Restate, in full and unchanged, the entries that follow, but not their pictures.

-=-=-

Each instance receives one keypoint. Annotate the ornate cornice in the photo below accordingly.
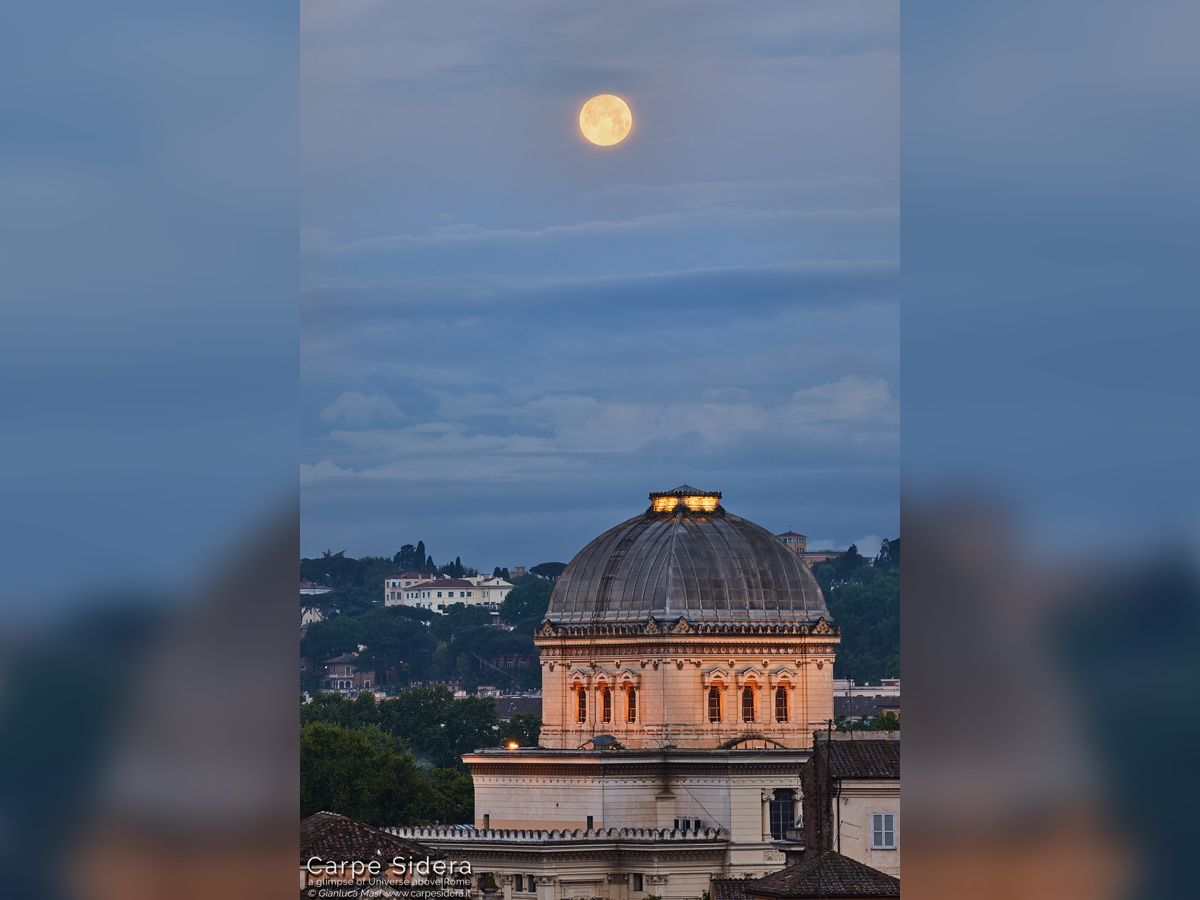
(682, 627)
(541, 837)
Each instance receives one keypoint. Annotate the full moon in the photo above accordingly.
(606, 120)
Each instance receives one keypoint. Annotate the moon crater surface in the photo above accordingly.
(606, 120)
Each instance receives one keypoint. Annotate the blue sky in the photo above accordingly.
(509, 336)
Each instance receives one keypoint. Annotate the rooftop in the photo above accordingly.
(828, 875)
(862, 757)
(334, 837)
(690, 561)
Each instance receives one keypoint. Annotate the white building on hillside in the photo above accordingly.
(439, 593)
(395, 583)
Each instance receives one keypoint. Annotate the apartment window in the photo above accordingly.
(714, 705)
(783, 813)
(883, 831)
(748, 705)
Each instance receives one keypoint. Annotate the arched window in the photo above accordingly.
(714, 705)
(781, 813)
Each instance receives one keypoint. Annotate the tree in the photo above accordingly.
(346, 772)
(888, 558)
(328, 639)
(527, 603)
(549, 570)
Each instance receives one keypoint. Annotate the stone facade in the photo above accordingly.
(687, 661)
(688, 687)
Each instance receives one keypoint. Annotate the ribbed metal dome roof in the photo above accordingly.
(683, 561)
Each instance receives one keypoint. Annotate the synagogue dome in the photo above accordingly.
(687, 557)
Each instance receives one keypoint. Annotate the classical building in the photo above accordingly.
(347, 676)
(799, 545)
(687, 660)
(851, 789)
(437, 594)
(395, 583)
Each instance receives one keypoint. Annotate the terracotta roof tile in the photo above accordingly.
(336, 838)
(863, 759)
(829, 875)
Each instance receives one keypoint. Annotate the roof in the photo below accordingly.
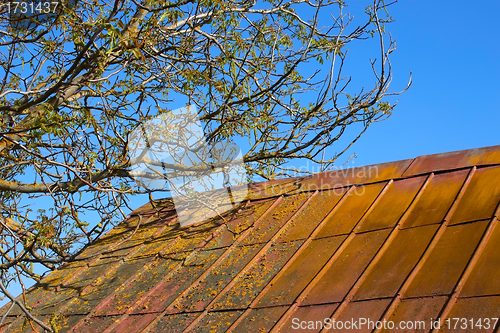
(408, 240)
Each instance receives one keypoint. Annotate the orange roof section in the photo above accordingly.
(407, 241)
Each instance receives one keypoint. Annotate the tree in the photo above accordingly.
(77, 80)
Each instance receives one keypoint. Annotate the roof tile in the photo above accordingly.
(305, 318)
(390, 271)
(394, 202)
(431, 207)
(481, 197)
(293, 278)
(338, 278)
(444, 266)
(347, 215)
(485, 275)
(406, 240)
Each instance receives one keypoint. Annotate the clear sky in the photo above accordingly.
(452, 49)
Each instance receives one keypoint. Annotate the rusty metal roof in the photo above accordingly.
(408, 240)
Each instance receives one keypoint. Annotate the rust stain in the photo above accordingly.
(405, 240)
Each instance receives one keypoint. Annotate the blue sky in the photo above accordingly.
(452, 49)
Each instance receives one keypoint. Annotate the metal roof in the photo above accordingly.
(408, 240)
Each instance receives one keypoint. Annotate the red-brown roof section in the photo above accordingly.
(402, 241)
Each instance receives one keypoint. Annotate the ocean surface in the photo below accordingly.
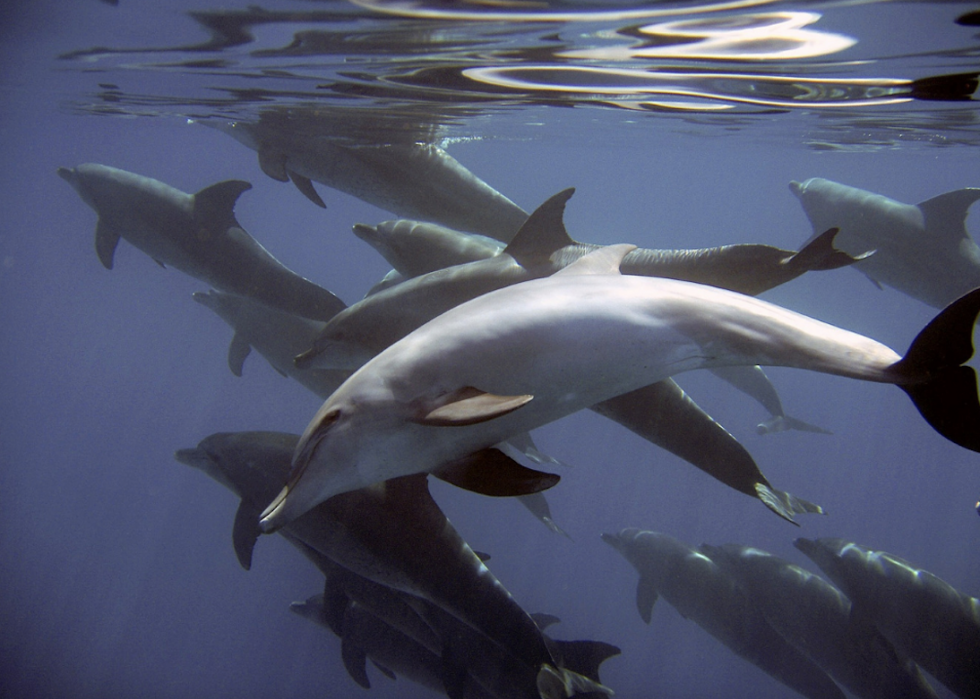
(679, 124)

-=-=-

WORKED SOLUTION:
Each instance receives one keypoint. Annotate the ornate cornice in the photo below accordingly.
(682, 627)
(541, 837)
Each instance receives one keypoint. Annotate the full moon in the photo above accordingly.
(606, 120)
Each instance receives one keypoint. Annotate the moon crater surface in the photo above accordingly.
(606, 120)
Each instance receives one keypoint. Annotate the blue sky in the photo above accordingly.
(509, 336)
Each instance receives one keypoint. Annotate the rooftop in the photo above accordingly.
(828, 875)
(862, 757)
(334, 837)
(690, 561)
Each instance receives one keypoint. Annotate the white building on hillside in the photo above accordingly.
(439, 593)
(395, 583)
Each instance receives one keypoint. Annotate the apartment window in the photo above accordingly.
(714, 705)
(783, 813)
(883, 831)
(748, 705)
Each instance receives one keypoint. Annotate the arched window in the photo above accordingly.
(714, 705)
(781, 813)
Each instance receives one keypoint. Annotate the tree in the photo above accordingly.
(346, 772)
(888, 558)
(328, 639)
(527, 603)
(549, 570)
Each instance receives one keypoint. Annotate the stone facade in the photo above accordingly.
(687, 661)
(688, 687)
Each instance receives one keypoint. Annotate the ribbed metal dome roof in the photo above accordingly.
(683, 561)
Each instance receives one keypoint. Annotate the synagogue dome in the photo above accordingly.
(687, 557)
Each instance receives one keypoint. Annotate the classical building in the photo above accordingly.
(347, 676)
(799, 545)
(687, 660)
(851, 789)
(437, 594)
(395, 583)
Each instance receives one keypoint. Annotate the terracotta roof tile in the photo above accordingly.
(336, 838)
(863, 759)
(829, 875)
Each instance receives one keypoint. Annotate the roof in the photo below accordingly.
(408, 240)
Each instance receives one keypoint. Annotate the orange roof section in the photo above accordingly.
(407, 241)
Each instance receives one keypoint. Annotate the tree in the photo above accordingly.
(77, 80)
Each instance receives one keypoint. Annotate the roof tile in the photo above accordingly.
(305, 318)
(390, 271)
(394, 202)
(431, 207)
(481, 197)
(293, 278)
(338, 278)
(444, 266)
(347, 215)
(485, 275)
(406, 240)
Each instance receives one keypoint. Annotate the clear sky in the photo above accordingly.
(452, 49)
Each instance receives one keypoint. Annotate the rusty metal roof in the photo above accordingly.
(408, 240)
Each instance receives one keypoint. Annotate the rust stain in the photo above accordingly.
(405, 240)
Each instance receives one keypoint. Annotate the blue sky in the photo above accordingly.
(452, 49)
Each instance receives one keypoint. Annotate the metal roof in the photo above accordingly.
(408, 240)
Each instance receives one keypoint. Annotate the red-brown roof section in the photo above accordingly.
(402, 241)
Each instance receives one keypoint. Annotate the ocean surface in the photo below accordingly.
(679, 124)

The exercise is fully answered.